*** Data for processing ***

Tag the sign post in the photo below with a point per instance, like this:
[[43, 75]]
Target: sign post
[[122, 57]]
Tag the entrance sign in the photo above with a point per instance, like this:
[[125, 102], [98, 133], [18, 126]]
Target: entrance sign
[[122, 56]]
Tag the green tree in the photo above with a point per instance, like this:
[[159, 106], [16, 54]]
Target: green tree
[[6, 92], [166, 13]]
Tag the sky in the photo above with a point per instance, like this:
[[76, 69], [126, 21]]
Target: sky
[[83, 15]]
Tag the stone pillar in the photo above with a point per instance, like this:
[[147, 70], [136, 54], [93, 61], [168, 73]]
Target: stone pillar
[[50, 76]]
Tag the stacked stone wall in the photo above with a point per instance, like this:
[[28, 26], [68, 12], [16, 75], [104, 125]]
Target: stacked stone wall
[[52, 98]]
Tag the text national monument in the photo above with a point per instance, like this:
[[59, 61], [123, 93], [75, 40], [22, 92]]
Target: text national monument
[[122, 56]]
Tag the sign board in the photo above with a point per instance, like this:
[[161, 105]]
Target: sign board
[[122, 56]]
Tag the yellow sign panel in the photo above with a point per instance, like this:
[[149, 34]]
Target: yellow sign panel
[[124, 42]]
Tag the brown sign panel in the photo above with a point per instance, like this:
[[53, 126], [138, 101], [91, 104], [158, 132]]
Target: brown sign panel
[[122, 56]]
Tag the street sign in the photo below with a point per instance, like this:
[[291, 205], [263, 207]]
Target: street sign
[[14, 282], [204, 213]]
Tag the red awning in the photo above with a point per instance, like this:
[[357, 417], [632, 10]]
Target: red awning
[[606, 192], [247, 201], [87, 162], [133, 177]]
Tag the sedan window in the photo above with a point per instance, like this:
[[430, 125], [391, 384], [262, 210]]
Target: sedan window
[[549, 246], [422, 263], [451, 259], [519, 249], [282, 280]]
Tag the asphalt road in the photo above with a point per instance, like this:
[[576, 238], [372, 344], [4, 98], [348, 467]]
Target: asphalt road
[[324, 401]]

*** End of Data for processing ***

* **Exercise instructions**: After locating the line with "Tag the sedan", output that line and every later one exactly, through the end of the entries above.

* **Exercise response**:
Tag the sedan window in the photo above with a point per instance, like this:
[[430, 125], [391, 384], [262, 210]]
Target: sedan window
[[549, 246], [422, 263], [451, 259], [519, 249], [282, 280]]
Tag the asphalt road in the photo above with a point per instance, like this:
[[576, 238], [372, 344], [4, 98], [348, 467]]
Target: asphalt road
[[324, 401]]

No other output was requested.